■ **Data shown**:
%%
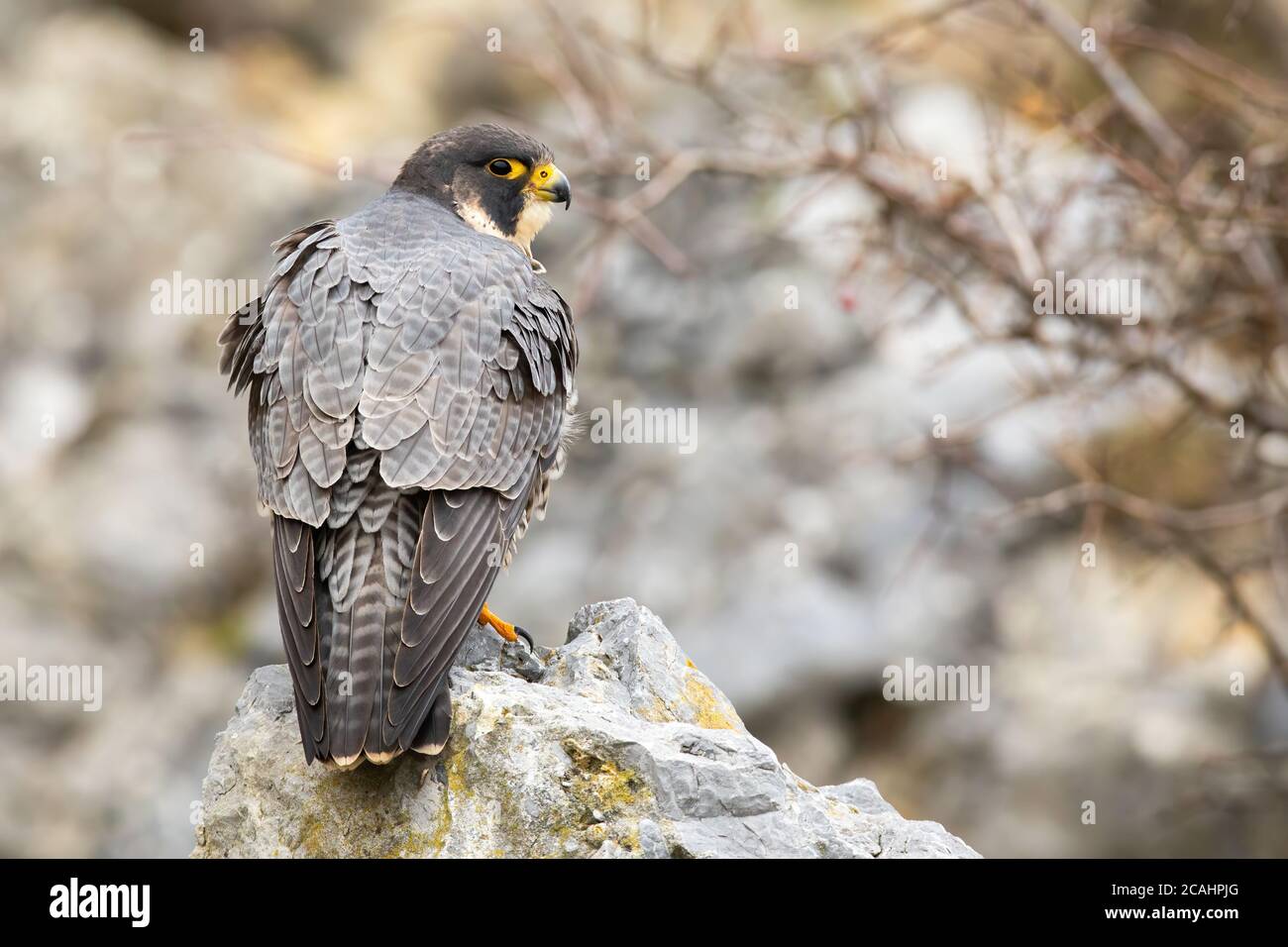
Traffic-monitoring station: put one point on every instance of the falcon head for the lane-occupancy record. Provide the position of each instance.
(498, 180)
%%
%%
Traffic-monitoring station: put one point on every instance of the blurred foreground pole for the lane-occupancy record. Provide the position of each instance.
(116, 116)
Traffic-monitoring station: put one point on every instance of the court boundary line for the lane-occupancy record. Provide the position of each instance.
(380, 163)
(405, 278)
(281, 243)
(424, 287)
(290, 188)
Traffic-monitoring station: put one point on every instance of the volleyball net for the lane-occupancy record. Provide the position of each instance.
%%
%%
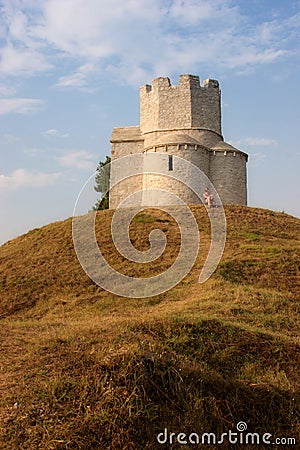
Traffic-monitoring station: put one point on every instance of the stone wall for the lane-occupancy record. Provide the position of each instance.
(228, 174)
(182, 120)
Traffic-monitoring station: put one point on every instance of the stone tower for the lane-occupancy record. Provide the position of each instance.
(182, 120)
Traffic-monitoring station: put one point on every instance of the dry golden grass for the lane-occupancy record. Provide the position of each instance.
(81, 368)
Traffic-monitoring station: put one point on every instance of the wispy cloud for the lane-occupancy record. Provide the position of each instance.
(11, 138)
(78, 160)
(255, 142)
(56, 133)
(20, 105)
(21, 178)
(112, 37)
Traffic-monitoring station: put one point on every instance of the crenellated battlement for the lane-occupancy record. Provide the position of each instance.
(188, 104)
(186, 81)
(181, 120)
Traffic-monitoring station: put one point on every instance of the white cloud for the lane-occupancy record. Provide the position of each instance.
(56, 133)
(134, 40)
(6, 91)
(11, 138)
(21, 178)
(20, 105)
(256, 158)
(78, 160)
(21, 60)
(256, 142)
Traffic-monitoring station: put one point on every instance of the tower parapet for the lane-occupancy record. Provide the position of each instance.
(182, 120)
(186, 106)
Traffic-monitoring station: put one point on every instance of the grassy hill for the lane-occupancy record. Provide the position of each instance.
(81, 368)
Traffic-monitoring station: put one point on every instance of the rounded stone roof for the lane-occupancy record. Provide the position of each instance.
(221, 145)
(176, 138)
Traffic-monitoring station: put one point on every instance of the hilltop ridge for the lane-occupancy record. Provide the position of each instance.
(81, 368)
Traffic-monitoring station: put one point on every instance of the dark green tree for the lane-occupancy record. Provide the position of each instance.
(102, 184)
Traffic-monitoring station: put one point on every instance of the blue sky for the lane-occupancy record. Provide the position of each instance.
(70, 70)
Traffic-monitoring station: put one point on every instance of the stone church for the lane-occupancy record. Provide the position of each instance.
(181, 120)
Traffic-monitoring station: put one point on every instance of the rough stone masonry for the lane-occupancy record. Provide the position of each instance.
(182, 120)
%%
■ **Your instructions**: Count the lines in the records above that contain the string "tower", treating uppercase and lowercase as different. Reply with the number alone.

■ **The completed task**: 2